And that made it feel almost indecent—because I couldn’t frame it as productive. It was pure desire, pure choice. Documentation of a person I’ve worked hard to become.
We’re taught early that a “good woman” is endlessly giving. Share your time, your softness, your calendar. Be helpful, be accommodating, be low-maintenance. The problem is, when your worth is measured by what you give, you can forget how to choose. You become a supporting character in your own life. Excellent at logistics, allergic to desire.
This isn’t a manifesto for cruelty. I’m not arguing for meanness or for hoarding. I’m arguing for a different definition of selfishness: centering your aliveness without asking permission. Sometimes that looks like a street shoot you don’t need. Sometimes it’s a two-hour window where you are unavailable to anyone but yourself. Either way, it’s a reorientation. You move from proving to choosing.
What keeps us small
I don’t think most of us wake up and decide “I’ll abandon myself today.” We get there by inheritance. Wuiet scripts we absorbed so early they feel like truth. Here are a few I’ve met in myself (and heard echoed by friends), plus how I’m trying to rewrite them:
1) The likability loop
If you believe being chosen depends on being liked, you’ll sand down every edge. Assertiveness starts to feel like a liability.
Rewrite: likability is weather; integrity is climate. I can be warm and direct. If someone confuses clarity with coldness, that’s information, not a reason to shrink.
2) The martyr problem
We’ve been taught that sacrifice is proof of love. The emptier you are, the better you’re doing. On Indian Idol I remember every mothers day they would talk and talk about how many sacrifices all their moms had made. I couldn’t help but wonder these same women who were the daughters today would also lead their lives making sacrifices. Where does it stop?!

### What you will do
A. Answer these about the essay excerpt:
(i) What does the writer compare likability to, and what does the writer compare integrity to?
(ii) What is the writer's different definition of selfishness?
(iii) Which TV show does the writer remember from Mother's Day?
B. Transcribe the essay excerpt word for word, beginning at the words "Rewrite: likability is" and stopping after "does it stop?!".

### Information shown
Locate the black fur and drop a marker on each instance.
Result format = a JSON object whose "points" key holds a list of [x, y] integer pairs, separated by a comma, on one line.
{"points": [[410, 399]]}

### Answers to the exercises
A.
(i) Likability is compared to weather, and integrity to climate.
(ii) Centering your aliveness without asking permission.
(iii) Indian Idol.

B.
Rewrite: likability is weather; integrity is climate. I can be warm and direct. If someone confuses clarity with coldness, that’s information, not a reason to shrink.
2) The martyr problem
We’ve been taught that sacrifice is proof of love. The emptier you are, the better you’re doing. On Indian Idol I remember every mothers day they would talk and talk about how many sacrifices all their moms had made. I couldn’t help but wonder these same women who were the daughters today would also lead their lives making sacrifices. Where does it stop?!